GIVEN TASK:
Set the data down again, exactly as it reads, but without the pictures.

════════

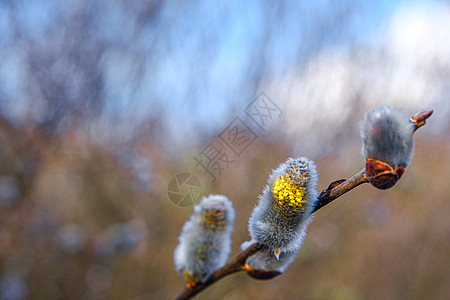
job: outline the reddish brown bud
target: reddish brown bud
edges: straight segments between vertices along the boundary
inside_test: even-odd
[[[403,167],[392,168],[391,165],[381,160],[367,158],[367,181],[376,188],[385,190],[393,187],[404,172]]]
[[[278,271],[255,270],[247,264],[244,265],[243,269],[250,277],[261,280],[272,279],[274,277],[277,277],[278,275],[281,275],[281,272]]]

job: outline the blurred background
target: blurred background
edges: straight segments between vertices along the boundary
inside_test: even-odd
[[[201,195],[233,201],[234,255],[269,172],[352,176],[382,104],[434,109],[402,180],[321,209],[282,276],[198,299],[448,299],[449,28],[448,1],[1,0],[0,299],[173,298]]]

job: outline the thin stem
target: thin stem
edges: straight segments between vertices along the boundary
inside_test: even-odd
[[[339,180],[339,181],[335,181],[333,183],[336,183],[336,182],[340,183],[341,181]],[[366,179],[366,169],[364,168],[337,186],[333,186],[333,183],[331,183],[330,186],[327,189],[323,190],[322,193],[319,195],[316,207],[314,208],[314,212],[318,211],[325,205],[329,204],[331,201],[344,195],[348,191],[354,189],[358,185],[366,183],[366,182],[368,182],[368,181]]]
[[[343,181],[341,184],[334,186],[330,184],[328,189],[325,189],[319,196],[316,208],[314,211],[324,207],[334,199],[339,198],[343,194],[357,187],[358,185],[367,182],[365,169],[359,173],[353,175],[350,179]],[[336,183],[336,181],[334,182]],[[205,282],[198,283],[196,285],[186,285],[184,290],[175,298],[176,300],[190,299],[208,286],[212,285],[216,281],[222,279],[225,276],[231,275],[236,272],[243,271],[245,261],[249,256],[252,256],[258,252],[263,246],[260,244],[253,244],[247,250],[242,251],[232,260],[230,260],[223,268],[214,272]]]

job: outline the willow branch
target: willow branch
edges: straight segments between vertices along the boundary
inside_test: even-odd
[[[432,110],[422,110],[411,116],[410,121],[414,123],[414,131],[425,125],[425,120],[431,116]],[[348,191],[354,189],[355,187],[366,183],[366,169],[362,169],[349,179],[340,179],[330,183],[328,188],[324,189],[317,200],[314,212],[318,211],[325,205],[331,203],[333,200],[344,195]],[[176,300],[190,299],[197,295],[208,286],[214,284],[225,276],[231,275],[236,272],[244,271],[245,261],[249,256],[252,256],[259,250],[263,248],[263,245],[255,243],[251,245],[247,250],[242,251],[232,260],[230,260],[223,268],[214,272],[205,282],[202,283],[187,283],[184,290],[178,294],[175,298]]]
[[[241,253],[236,255],[223,268],[214,272],[205,282],[197,284],[186,284],[184,290],[180,294],[178,294],[175,299],[190,299],[196,294],[200,293],[202,290],[206,289],[211,284],[222,279],[223,277],[243,271],[243,266],[247,258],[258,252],[262,247],[263,246],[258,243],[251,245],[247,250],[242,251]]]

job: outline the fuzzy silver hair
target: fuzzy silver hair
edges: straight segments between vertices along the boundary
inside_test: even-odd
[[[223,195],[203,197],[193,211],[178,238],[174,263],[187,280],[203,282],[228,260],[235,212]]]
[[[369,112],[361,123],[364,159],[373,158],[392,167],[406,167],[412,156],[414,124],[403,110],[379,106]]]
[[[302,191],[301,199],[297,200],[301,200],[300,209],[295,209],[295,206],[292,209],[286,205],[290,204],[288,202],[280,204],[280,199],[273,193],[273,185],[286,175],[293,188]],[[249,219],[252,240],[269,247],[278,255],[299,250],[317,201],[317,179],[315,163],[305,157],[289,158],[273,170]]]
[[[254,241],[246,241],[241,244],[241,250],[246,250]],[[283,273],[294,261],[300,249],[292,252],[282,252],[276,257],[273,250],[263,247],[245,261],[246,264],[255,271],[279,272]]]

════════

TASK RESPONSE:
job: outline the reddish brown bud
target: reddish brown bud
edges: straight segments between vertices along the boundary
inside_test: even-odd
[[[403,167],[392,168],[391,165],[381,160],[367,158],[367,181],[376,188],[385,190],[393,187],[404,172]]]
[[[278,271],[255,270],[247,264],[244,265],[243,269],[250,277],[261,280],[272,279],[274,277],[277,277],[278,275],[281,275],[281,272]]]

job: outline the blurred background
target: blurred background
edges: straight segments between vertices along the boundary
inside_test: even-odd
[[[201,195],[233,201],[234,255],[269,172],[352,176],[382,104],[434,109],[402,180],[321,209],[282,276],[198,299],[448,299],[449,28],[448,1],[1,0],[0,299],[173,298]]]

job: outline the thin stem
target: thin stem
edges: straight segments between vertices along the boundary
inside_test: even-odd
[[[339,180],[339,181],[335,181],[333,183],[336,183],[336,182],[340,183],[341,181]],[[366,179],[366,169],[364,168],[337,186],[333,186],[333,183],[331,183],[330,186],[327,189],[323,190],[322,193],[319,195],[316,207],[314,208],[314,212],[318,211],[325,205],[329,204],[331,201],[344,195],[348,191],[354,189],[358,185],[366,183],[366,182],[368,182],[368,181]]]
[[[343,181],[341,184],[334,186],[330,184],[328,189],[325,189],[319,196],[316,208],[314,211],[324,207],[334,199],[339,198],[343,194],[357,187],[358,185],[367,182],[365,169],[359,173],[353,175],[350,179]],[[336,183],[336,181],[334,182]],[[205,282],[198,283],[196,285],[186,285],[184,290],[175,298],[176,300],[190,299],[208,286],[212,285],[216,281],[222,279],[225,276],[231,275],[236,272],[243,271],[245,261],[249,256],[252,256],[258,252],[263,246],[260,244],[253,244],[247,250],[242,251],[232,260],[230,260],[223,268],[214,272]]]

job: outline the willow branch
target: willow branch
edges: straight segments between vertices along the boundary
inside_test: even-odd
[[[432,110],[422,110],[411,116],[410,121],[414,123],[414,131],[425,125],[425,120],[431,116]],[[348,191],[354,189],[355,187],[366,183],[366,169],[362,169],[349,179],[340,179],[330,183],[328,188],[324,189],[317,200],[314,212],[318,211],[325,205],[331,203],[333,200],[344,195]],[[176,300],[190,299],[197,295],[208,286],[214,284],[225,276],[231,275],[236,272],[244,271],[245,261],[249,256],[252,256],[259,250],[263,248],[263,245],[255,243],[251,245],[247,250],[242,251],[232,260],[230,260],[223,268],[214,272],[205,282],[202,283],[187,283],[184,290],[178,294],[175,298]]]
[[[241,253],[236,255],[223,268],[214,272],[205,282],[197,284],[186,284],[184,290],[180,294],[178,294],[175,299],[190,299],[196,294],[200,293],[202,290],[206,289],[211,284],[222,279],[223,277],[243,271],[243,266],[247,258],[258,252],[262,247],[263,246],[258,243],[251,245],[247,250],[242,251]]]

job: outline the fuzzy silver hair
target: fuzzy silver hair
edges: straight segments between vertices along the boundary
inside_test: even-odd
[[[223,195],[203,197],[193,211],[178,238],[174,263],[187,280],[203,282],[228,260],[235,212]]]
[[[369,112],[361,123],[364,159],[373,158],[392,167],[406,167],[412,156],[414,124],[403,110],[379,106]]]
[[[302,191],[301,199],[297,200],[301,200],[300,209],[295,209],[295,206],[292,209],[286,205],[290,204],[288,202],[280,204],[280,199],[273,193],[273,185],[286,175],[293,188]],[[249,219],[252,240],[269,247],[278,255],[299,250],[317,201],[317,179],[315,163],[305,157],[289,158],[273,170]]]
[[[254,241],[246,241],[241,244],[241,250],[246,250]],[[283,273],[294,261],[300,249],[292,252],[282,252],[276,257],[273,250],[263,247],[245,261],[246,264],[255,271],[279,272]]]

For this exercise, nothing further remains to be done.